Each line of the material holding the word "bottle" must be identified and copied.

+--

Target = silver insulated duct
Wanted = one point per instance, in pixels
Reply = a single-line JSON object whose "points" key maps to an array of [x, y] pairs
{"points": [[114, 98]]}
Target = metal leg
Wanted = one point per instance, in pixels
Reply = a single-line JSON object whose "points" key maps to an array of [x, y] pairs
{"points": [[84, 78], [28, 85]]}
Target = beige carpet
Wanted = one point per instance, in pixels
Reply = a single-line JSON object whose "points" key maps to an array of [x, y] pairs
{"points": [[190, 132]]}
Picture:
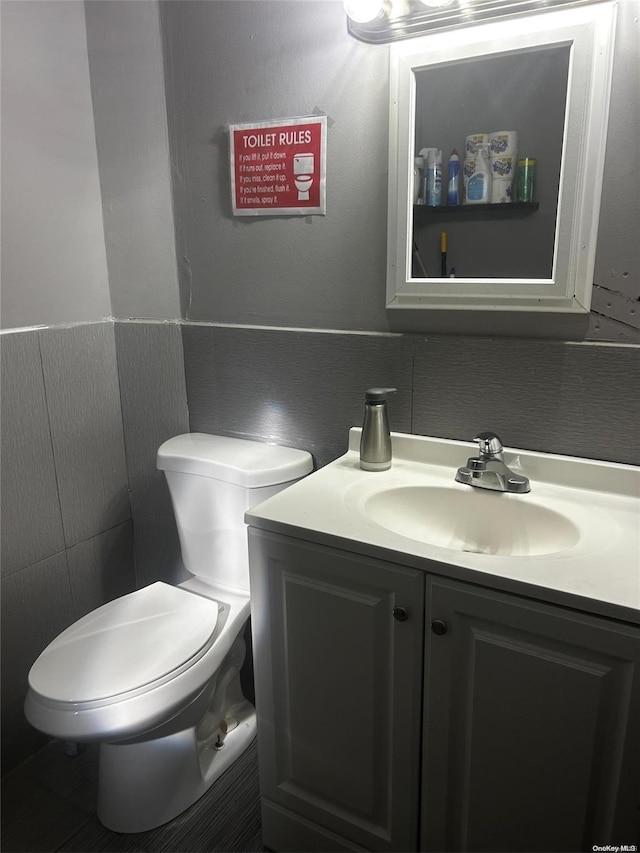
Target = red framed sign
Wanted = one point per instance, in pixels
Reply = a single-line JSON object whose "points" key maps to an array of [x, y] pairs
{"points": [[279, 167]]}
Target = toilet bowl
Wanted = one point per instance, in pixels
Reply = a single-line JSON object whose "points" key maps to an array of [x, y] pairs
{"points": [[154, 676], [303, 184]]}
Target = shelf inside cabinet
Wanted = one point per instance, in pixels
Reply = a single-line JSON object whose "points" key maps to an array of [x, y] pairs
{"points": [[463, 209]]}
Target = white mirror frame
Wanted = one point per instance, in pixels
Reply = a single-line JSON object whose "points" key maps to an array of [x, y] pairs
{"points": [[589, 31]]}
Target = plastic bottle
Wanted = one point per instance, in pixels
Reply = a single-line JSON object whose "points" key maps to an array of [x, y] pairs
{"points": [[418, 170], [453, 187], [434, 177], [375, 442], [477, 177], [526, 179]]}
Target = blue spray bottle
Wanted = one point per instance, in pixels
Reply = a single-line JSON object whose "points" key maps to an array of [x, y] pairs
{"points": [[453, 187]]}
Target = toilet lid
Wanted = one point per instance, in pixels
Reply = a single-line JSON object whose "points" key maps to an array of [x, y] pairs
{"points": [[128, 644]]}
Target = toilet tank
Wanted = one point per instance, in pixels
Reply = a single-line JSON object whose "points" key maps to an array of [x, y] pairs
{"points": [[213, 480]]}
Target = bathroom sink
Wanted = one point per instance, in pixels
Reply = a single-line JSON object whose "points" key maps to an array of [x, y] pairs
{"points": [[472, 520]]}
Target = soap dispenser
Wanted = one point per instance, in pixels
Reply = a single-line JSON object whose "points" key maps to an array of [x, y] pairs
{"points": [[375, 442]]}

+--

- _Task solution_:
Target = plastic bottle
Target = blue spray bottle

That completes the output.